_GIVEN REQUEST_. Print every entry, word for word, and skip the images.

_EXTRACTED RECORDS_.
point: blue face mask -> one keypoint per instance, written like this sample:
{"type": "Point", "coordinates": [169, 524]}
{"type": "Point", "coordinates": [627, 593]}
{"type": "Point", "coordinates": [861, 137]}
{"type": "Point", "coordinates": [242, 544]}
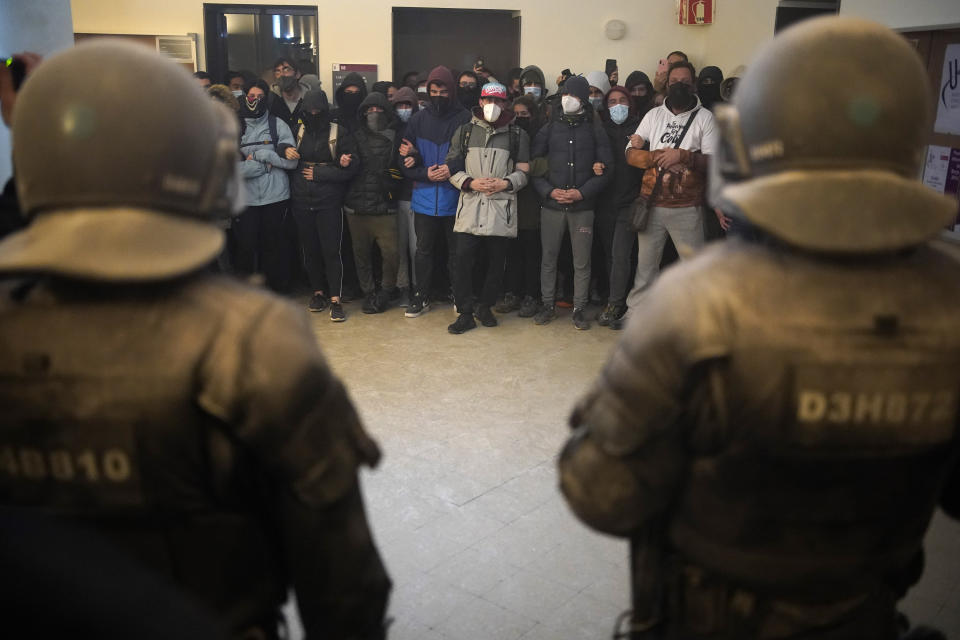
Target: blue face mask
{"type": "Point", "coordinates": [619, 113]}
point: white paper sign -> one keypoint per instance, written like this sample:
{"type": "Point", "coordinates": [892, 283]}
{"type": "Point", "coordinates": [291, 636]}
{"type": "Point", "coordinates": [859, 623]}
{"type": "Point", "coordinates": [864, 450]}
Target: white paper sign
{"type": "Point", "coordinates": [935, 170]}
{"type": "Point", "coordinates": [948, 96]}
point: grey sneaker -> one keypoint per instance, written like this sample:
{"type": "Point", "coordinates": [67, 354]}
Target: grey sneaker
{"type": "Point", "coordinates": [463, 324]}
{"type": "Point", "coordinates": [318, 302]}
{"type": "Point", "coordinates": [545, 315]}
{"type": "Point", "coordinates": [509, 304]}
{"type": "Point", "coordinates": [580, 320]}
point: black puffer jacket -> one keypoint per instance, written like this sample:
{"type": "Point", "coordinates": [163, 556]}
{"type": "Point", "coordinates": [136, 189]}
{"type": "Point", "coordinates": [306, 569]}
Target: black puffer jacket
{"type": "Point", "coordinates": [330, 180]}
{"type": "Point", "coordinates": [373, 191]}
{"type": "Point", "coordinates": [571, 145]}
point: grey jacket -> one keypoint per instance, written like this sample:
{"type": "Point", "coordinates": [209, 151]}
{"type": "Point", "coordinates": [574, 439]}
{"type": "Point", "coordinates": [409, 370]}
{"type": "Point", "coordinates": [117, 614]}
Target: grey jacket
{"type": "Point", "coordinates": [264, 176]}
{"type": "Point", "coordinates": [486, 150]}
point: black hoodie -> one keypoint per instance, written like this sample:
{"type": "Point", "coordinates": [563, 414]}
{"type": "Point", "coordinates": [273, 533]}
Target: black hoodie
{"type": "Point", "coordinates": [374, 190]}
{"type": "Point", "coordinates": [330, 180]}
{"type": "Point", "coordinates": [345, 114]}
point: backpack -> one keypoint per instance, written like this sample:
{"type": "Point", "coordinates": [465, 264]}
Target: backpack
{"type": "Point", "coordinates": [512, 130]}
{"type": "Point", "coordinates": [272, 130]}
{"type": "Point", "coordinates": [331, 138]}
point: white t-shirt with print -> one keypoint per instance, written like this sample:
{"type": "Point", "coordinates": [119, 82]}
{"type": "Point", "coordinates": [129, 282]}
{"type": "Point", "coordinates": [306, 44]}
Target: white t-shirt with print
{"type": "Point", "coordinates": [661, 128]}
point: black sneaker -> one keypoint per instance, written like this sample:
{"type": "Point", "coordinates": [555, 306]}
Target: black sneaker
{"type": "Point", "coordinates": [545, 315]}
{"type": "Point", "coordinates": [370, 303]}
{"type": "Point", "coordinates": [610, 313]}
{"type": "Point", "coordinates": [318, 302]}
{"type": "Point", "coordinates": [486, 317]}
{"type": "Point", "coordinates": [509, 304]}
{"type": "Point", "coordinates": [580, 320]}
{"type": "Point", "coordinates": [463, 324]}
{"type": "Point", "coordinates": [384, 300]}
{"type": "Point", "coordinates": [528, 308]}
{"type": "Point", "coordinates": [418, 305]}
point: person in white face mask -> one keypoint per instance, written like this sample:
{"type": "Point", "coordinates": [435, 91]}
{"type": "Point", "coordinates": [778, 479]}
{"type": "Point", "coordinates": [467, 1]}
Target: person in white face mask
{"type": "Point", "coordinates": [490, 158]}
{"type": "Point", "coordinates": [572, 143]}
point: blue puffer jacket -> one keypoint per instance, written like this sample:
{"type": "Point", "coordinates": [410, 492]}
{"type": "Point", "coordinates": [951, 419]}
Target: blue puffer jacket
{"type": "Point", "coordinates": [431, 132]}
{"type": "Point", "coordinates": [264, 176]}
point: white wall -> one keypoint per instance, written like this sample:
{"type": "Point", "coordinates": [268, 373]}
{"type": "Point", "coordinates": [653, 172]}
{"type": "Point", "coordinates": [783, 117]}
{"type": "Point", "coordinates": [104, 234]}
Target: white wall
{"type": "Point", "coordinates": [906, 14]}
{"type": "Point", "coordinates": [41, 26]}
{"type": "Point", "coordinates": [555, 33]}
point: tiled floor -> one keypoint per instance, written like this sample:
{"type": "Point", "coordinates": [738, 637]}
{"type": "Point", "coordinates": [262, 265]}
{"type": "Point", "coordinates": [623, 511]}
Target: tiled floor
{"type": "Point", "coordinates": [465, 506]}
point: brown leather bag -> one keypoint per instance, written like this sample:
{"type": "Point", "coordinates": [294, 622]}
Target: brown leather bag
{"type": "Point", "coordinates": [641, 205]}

_RESPONSE TO THE EXERCISE_.
point: blue face mask -> one keypoint per instance, written like this sample:
{"type": "Point", "coordinates": [169, 524]}
{"type": "Point", "coordinates": [627, 593]}
{"type": "Point", "coordinates": [861, 137]}
{"type": "Point", "coordinates": [242, 544]}
Target: blue face mask
{"type": "Point", "coordinates": [619, 113]}
point: white paper sign -> one keypoint per instance, written like this sample:
{"type": "Point", "coordinates": [892, 283]}
{"type": "Point", "coordinates": [291, 636]}
{"type": "Point", "coordinates": [859, 623]}
{"type": "Point", "coordinates": [864, 450]}
Target: white paper sign
{"type": "Point", "coordinates": [935, 170]}
{"type": "Point", "coordinates": [948, 96]}
point: grey sneaker -> one keypoint per instance, written like this sample:
{"type": "Point", "coordinates": [67, 354]}
Target: grey sneaker
{"type": "Point", "coordinates": [463, 324]}
{"type": "Point", "coordinates": [318, 302]}
{"type": "Point", "coordinates": [545, 315]}
{"type": "Point", "coordinates": [509, 304]}
{"type": "Point", "coordinates": [580, 320]}
point: black puffer jacket -> one keypoint per instance, written like this sample:
{"type": "Point", "coordinates": [163, 556]}
{"type": "Point", "coordinates": [136, 189]}
{"type": "Point", "coordinates": [306, 569]}
Target: black puffer jacket
{"type": "Point", "coordinates": [330, 180]}
{"type": "Point", "coordinates": [373, 191]}
{"type": "Point", "coordinates": [571, 145]}
point: grey jacket -> one keypoint per instance, written like this sample:
{"type": "Point", "coordinates": [209, 151]}
{"type": "Point", "coordinates": [574, 439]}
{"type": "Point", "coordinates": [409, 370]}
{"type": "Point", "coordinates": [117, 614]}
Target: grey jacket
{"type": "Point", "coordinates": [264, 176]}
{"type": "Point", "coordinates": [486, 150]}
point: black hoodie -> one keypoint per instance, written like this sample:
{"type": "Point", "coordinates": [563, 414]}
{"type": "Point", "coordinates": [273, 533]}
Target: black hoodie
{"type": "Point", "coordinates": [374, 190]}
{"type": "Point", "coordinates": [330, 180]}
{"type": "Point", "coordinates": [345, 114]}
point: backpack -> one keypoint per instance, written like this sample:
{"type": "Point", "coordinates": [465, 264]}
Target: backpack
{"type": "Point", "coordinates": [512, 130]}
{"type": "Point", "coordinates": [272, 130]}
{"type": "Point", "coordinates": [331, 138]}
point: white t-shirt with print -> one keypoint per instance, written like this sample:
{"type": "Point", "coordinates": [119, 82]}
{"type": "Point", "coordinates": [129, 282]}
{"type": "Point", "coordinates": [306, 44]}
Target: white t-shirt with print
{"type": "Point", "coordinates": [661, 128]}
point: black sneaker -> one keypoint per instance, written like this sample:
{"type": "Point", "coordinates": [555, 306]}
Target: black sneaker
{"type": "Point", "coordinates": [545, 315]}
{"type": "Point", "coordinates": [370, 303]}
{"type": "Point", "coordinates": [610, 313]}
{"type": "Point", "coordinates": [318, 302]}
{"type": "Point", "coordinates": [486, 317]}
{"type": "Point", "coordinates": [509, 304]}
{"type": "Point", "coordinates": [580, 320]}
{"type": "Point", "coordinates": [463, 324]}
{"type": "Point", "coordinates": [384, 300]}
{"type": "Point", "coordinates": [528, 308]}
{"type": "Point", "coordinates": [418, 305]}
point: person in white face mask -> one keypoint per instance, written like this sample:
{"type": "Point", "coordinates": [435, 91]}
{"type": "Point", "coordinates": [778, 479]}
{"type": "Point", "coordinates": [467, 1]}
Target: person in white face mask
{"type": "Point", "coordinates": [490, 158]}
{"type": "Point", "coordinates": [572, 143]}
point: blue puffer jacket -> one keypoint per instance, written like this sample:
{"type": "Point", "coordinates": [410, 492]}
{"type": "Point", "coordinates": [951, 419]}
Target: blue puffer jacket
{"type": "Point", "coordinates": [431, 132]}
{"type": "Point", "coordinates": [264, 176]}
point: white wall -> one keypoint per instance, written like this sample:
{"type": "Point", "coordinates": [268, 373]}
{"type": "Point", "coordinates": [653, 172]}
{"type": "Point", "coordinates": [783, 117]}
{"type": "Point", "coordinates": [104, 234]}
Target: white wall
{"type": "Point", "coordinates": [906, 14]}
{"type": "Point", "coordinates": [41, 26]}
{"type": "Point", "coordinates": [555, 33]}
point: tiled floor -> one keypoint per instance, written like this sample:
{"type": "Point", "coordinates": [738, 637]}
{"type": "Point", "coordinates": [262, 265]}
{"type": "Point", "coordinates": [623, 511]}
Target: tiled floor
{"type": "Point", "coordinates": [465, 506]}
point: brown leather bag -> one keypoint per instance, written like this sample:
{"type": "Point", "coordinates": [294, 622]}
Target: brown leather bag
{"type": "Point", "coordinates": [641, 205]}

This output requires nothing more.